Written task - Reproduce the data below in full, substituting "Object" for each occurrence of "Target" and leaving everything else unchanged.

Extracted data -
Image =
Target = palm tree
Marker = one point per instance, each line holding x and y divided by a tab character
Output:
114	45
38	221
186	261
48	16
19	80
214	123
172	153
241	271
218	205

Right answer -
Image =
Object = palm tree
Marker = one point per instance, each line holding x and y divided by a tab character
Output:
114	45
38	221
186	261
48	16
19	80
214	123
172	153
241	271
218	205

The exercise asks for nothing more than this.